──────── Seitenauszug

„Die Wahrheit sagen“

■ Blick von außen: Burundis Expräsident Sylvestre Ntibantunganya über den Krieg

taz: Am 25. Juli 1996 wurden Sie in einem Putsch gestürzt. Heute stellen viele Menschen eine Verbesserung der Sicherheitslage fest. Was denken Sie darüber?

Ntibantunganya: Es gab einen Putsch, und ich bin gegen Putsche, vor allem, da Putsche in der Verfassung nicht vorgesehen sind. So gibt es ein Problem von Legalität und Illegalität, und darüber muß man bei den Verhandlungen reden. Die Sicherheitslage hat sich verbessert, und das ist gut. Die Unsicherheit hat strukturelle Gründe, und auch die muß man bei den Verhandlungen behandeln. Es ist schade, daß Hunderttausende sterben mußten, damit Burunder in gewissen politischen Lagern auf Verhandlungen kommen.

Die Verschmelzung von Guerilla und Armee wird aber ein Problem darstellen. Der Guerilla werden Massaker an Frauen und Kindern vorgeworfen.

Alle kämpfenden Kräfte haben Greueltaten begangen, nicht nur die Guerilla. Ich habe Frau und Freunde verloren. Hat die Guerilla sie getötet? Soeben wurde einer meiner Schwager ermordet. War das die Guerilla? Niemand darf sich selbst zum Richter erheben.

Nach dem Putsch flohen Sie in die US-Botschaft. Erst vor kurzem haben Sie die Botschaft wieder verlassen. Haben Sie mit Präsident Buyoya einen Deal abgeschlossen?

Was könnte ich für einen Deal abschließen? Ich habe meine Rechte wiedererlangt, und die sind nicht verhandelbar.

Haben Sie das Gefühl, daß in Burundi eine Ghettoisierung stattfindet? Es gibt ja die Sammellager und die Lager der Vertriebenen.

Man muß die Wahrheit sagen. Seit dem Putsch von 1996 gibt es eine massive Zwangsgruppierung der Bevölkerung in Lagern durch die Sicherheitskräfte des Staates. Alle Welt verurteilt die sehr schlechten Bedingungen, unter denen sie leben. Laßt diese Leute ihre normalen Lebensbedingungen wiederfinden! Sie wollen ja nach Hause.

Es gibt in Burundi derzeit den Wunsch, Schuldige an Massakern zu bestrafen, vor allem die Verantwortlichen des Völkermordes von 1993. Aber manche wollen auch weiter zurückgehen. Was denken Sie dazu?

────────────────
──────── Datensatzauszüge

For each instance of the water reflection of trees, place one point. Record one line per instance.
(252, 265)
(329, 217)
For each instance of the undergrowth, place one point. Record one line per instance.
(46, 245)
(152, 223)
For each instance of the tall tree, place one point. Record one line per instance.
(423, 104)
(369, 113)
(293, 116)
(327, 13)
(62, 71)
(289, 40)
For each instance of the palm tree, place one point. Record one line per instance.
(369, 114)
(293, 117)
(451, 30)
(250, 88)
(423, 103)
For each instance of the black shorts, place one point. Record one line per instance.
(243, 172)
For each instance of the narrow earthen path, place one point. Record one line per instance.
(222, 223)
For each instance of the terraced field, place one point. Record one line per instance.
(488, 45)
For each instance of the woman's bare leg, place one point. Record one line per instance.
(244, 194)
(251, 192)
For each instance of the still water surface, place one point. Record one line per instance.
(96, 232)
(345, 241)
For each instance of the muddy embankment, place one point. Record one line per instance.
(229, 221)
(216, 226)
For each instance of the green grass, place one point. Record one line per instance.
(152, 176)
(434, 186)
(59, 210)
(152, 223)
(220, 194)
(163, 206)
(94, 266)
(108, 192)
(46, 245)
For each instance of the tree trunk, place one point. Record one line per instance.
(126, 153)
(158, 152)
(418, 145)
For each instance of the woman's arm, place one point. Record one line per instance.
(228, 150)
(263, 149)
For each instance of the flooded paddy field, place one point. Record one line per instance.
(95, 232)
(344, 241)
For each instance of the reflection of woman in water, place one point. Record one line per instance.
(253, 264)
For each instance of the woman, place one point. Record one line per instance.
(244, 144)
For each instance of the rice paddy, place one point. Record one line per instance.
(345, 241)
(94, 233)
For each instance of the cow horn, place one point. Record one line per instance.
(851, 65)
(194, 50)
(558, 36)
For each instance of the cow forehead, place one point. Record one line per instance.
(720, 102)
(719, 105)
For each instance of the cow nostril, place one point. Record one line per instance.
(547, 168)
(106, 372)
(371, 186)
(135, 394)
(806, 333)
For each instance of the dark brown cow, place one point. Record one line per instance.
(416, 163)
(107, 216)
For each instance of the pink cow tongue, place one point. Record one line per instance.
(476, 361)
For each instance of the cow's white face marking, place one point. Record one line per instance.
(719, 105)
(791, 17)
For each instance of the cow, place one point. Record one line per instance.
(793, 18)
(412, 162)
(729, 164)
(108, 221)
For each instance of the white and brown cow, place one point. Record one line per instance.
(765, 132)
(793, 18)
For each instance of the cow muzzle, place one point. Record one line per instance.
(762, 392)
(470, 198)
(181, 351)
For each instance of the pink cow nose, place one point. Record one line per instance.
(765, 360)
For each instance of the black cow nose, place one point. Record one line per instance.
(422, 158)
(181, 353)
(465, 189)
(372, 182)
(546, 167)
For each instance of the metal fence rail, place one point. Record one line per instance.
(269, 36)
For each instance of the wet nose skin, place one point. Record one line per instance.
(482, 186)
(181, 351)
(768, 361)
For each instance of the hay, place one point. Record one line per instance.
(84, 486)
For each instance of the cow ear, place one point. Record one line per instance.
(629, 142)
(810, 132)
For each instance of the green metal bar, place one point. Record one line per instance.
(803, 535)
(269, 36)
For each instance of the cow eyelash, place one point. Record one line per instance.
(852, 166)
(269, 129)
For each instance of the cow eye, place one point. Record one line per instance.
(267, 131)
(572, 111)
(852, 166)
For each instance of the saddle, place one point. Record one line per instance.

────────────────

◆ **Ziel 1**
Aktualisiere im Interview den Abschnitt von „Haben Sie das“ bis „ja nach Hause.“, indem du „Sicherheitskräfte“ durch „Ordnungskräfte“ ersetzt.
◆ **Ziel 2**
An welchem Datum wurde Ntibantunganya laut dem Interview in einem Putsch gestürzt?

◆ **Aufgabenergebnis 1**
Haben Sie das Gefühl, daß in Burundi eine Ghettoisierung stattfindet? Es gibt ja die Sammellager und die Lager der Vertriebenen.

Man muß die Wahrheit sagen. Seit dem Putsch von 1996 gibt es eine massive Zwangsgruppierung der Bevölkerung in Lagern durch die Ordnungskräfte des Staates. Alle Welt verurteilt die sehr schlechten Bedingungen, unter denen sie leben. Laßt diese Leute ihre normalen Lebensbedingungen wiederfinden! Sie wollen ja nach Hause.

◆ **Aufgabenergebnis 2**
Am 25. Juli 1996.